What is needed – Would it be possible to quote, exactly and in full, the lines from the one with "Target: folded white towel" through the end of the entries below?

Data to use –

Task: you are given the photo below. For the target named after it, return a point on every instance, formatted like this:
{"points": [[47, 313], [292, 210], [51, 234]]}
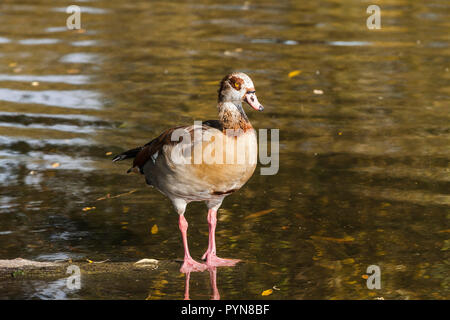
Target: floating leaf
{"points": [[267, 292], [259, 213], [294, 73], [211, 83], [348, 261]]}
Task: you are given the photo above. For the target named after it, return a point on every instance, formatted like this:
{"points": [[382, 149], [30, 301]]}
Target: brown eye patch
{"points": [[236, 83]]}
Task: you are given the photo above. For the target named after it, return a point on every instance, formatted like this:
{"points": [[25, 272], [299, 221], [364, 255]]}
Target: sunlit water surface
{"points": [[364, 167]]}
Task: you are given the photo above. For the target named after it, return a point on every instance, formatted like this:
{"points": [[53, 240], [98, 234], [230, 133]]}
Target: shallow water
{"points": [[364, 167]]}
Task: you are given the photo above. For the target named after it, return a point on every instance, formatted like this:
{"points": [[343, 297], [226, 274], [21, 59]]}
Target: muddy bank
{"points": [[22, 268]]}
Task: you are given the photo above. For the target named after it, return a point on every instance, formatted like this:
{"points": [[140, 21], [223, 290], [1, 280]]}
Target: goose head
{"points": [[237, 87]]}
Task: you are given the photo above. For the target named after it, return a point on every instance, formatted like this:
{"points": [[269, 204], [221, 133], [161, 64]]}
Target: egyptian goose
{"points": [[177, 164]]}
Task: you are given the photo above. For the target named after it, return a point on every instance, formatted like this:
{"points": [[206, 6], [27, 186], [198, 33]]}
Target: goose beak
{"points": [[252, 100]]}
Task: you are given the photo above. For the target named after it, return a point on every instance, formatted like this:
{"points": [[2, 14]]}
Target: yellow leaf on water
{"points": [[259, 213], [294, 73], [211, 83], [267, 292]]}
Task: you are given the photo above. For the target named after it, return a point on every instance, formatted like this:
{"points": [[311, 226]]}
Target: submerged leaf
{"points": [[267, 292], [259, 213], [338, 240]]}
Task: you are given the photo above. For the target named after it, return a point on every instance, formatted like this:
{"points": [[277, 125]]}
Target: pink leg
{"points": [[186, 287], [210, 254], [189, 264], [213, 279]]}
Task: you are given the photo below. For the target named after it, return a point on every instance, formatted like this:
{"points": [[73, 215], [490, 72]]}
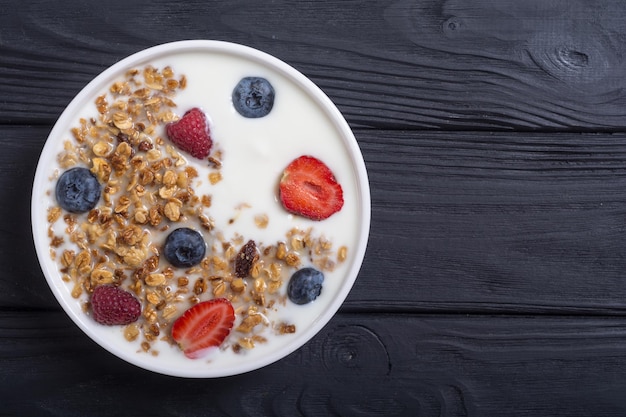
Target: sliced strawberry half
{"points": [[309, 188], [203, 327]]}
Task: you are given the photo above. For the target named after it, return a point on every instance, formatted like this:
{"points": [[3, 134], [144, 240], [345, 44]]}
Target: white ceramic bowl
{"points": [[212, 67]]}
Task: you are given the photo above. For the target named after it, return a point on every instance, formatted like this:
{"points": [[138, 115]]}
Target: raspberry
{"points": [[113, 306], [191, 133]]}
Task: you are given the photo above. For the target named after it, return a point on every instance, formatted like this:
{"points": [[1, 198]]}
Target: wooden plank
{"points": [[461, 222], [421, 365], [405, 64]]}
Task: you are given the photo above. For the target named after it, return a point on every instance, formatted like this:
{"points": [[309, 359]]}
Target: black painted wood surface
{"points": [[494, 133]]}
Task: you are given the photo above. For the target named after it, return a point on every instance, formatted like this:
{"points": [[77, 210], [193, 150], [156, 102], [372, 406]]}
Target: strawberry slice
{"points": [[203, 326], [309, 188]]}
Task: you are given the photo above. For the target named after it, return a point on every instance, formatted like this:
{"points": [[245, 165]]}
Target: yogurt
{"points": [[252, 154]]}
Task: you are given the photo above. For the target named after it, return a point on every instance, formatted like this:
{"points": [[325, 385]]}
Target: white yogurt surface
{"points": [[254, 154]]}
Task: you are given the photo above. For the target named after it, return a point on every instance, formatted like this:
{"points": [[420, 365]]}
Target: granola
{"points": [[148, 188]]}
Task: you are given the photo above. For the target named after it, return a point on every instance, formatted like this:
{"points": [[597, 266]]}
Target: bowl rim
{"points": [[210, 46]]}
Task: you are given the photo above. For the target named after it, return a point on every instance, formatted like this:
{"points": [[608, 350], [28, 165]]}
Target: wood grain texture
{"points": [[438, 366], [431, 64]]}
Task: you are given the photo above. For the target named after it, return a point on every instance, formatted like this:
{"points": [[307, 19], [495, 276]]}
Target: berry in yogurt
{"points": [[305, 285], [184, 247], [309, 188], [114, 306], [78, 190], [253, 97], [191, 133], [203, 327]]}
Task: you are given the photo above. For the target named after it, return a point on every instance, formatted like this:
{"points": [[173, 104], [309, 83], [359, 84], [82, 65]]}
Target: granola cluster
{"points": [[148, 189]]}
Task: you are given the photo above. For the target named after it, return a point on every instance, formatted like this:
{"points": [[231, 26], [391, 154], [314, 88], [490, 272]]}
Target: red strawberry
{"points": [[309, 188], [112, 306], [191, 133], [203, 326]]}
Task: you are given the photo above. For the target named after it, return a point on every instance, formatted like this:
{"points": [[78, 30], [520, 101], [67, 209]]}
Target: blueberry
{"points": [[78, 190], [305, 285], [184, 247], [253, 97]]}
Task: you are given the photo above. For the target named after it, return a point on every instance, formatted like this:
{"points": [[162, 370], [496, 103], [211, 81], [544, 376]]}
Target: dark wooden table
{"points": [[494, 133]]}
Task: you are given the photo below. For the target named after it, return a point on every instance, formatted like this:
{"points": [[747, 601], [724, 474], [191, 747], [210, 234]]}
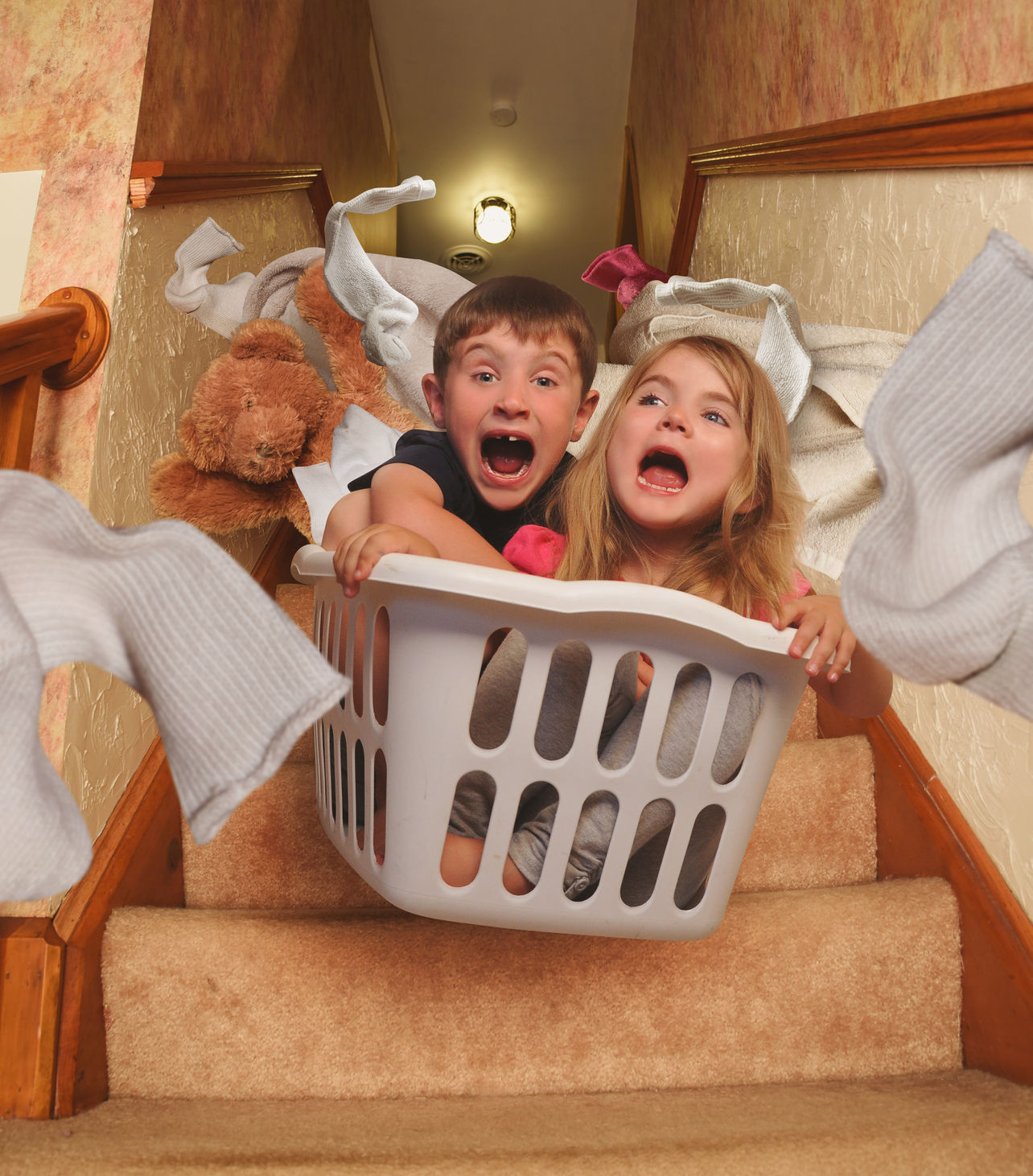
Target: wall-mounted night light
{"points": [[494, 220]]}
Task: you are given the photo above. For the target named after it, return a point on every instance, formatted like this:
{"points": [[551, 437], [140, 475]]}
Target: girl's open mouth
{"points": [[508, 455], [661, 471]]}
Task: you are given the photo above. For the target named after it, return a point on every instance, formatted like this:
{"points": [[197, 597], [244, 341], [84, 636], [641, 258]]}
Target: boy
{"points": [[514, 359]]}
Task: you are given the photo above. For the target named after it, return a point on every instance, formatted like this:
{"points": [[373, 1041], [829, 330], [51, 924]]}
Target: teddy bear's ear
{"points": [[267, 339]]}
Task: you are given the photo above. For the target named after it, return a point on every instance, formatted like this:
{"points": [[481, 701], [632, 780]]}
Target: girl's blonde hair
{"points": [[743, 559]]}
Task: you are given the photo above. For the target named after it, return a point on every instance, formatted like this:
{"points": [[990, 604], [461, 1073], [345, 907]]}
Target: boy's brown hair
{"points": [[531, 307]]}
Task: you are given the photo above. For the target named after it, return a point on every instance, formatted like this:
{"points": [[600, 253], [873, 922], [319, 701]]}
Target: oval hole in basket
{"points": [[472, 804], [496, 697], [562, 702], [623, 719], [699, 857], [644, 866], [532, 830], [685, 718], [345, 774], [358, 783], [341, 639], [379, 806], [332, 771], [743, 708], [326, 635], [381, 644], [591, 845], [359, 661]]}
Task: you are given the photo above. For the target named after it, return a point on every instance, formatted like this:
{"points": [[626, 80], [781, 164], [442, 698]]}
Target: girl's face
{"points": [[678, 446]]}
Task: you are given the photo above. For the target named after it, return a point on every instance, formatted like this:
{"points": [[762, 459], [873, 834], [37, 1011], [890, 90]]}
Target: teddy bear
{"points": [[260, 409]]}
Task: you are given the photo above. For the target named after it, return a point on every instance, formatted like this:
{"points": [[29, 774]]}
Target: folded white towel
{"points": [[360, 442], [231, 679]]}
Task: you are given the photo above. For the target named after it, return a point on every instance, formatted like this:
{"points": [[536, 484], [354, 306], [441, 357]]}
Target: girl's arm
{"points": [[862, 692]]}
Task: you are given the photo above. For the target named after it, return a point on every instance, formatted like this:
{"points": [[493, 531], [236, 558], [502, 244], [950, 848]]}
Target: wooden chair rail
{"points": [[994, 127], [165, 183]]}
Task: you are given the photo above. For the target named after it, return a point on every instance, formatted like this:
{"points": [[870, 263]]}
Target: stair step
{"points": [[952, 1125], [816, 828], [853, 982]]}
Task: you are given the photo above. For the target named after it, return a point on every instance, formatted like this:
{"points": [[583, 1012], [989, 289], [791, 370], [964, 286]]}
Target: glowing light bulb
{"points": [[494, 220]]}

Response –
Target: folded white towel
{"points": [[360, 442], [231, 679]]}
Task: you are given the photo above. For the target named after it, return a point on every instance, formatted like this:
{"points": [[536, 484], [354, 306], [441, 357]]}
Target: girl's arm
{"points": [[862, 692]]}
Task: you are given the photo above. For the target named after it, return a point on every instance, formatted like this:
{"points": [[493, 531], [236, 558], [502, 244], [950, 848]]}
Target: wooden chair rail
{"points": [[994, 127], [165, 183]]}
Task: you are given the photo above. For the target named after it, return a point on every instance, formatted like this:
{"points": [[870, 263]]}
Target: stair step
{"points": [[952, 1125], [816, 828], [853, 982]]}
Task: you are given the photo above. For the target named after it, return a point on every instance, formatted like this:
{"points": [[583, 1012], [989, 289], [791, 370], [964, 286]]}
Target: glowing light bulb
{"points": [[494, 220]]}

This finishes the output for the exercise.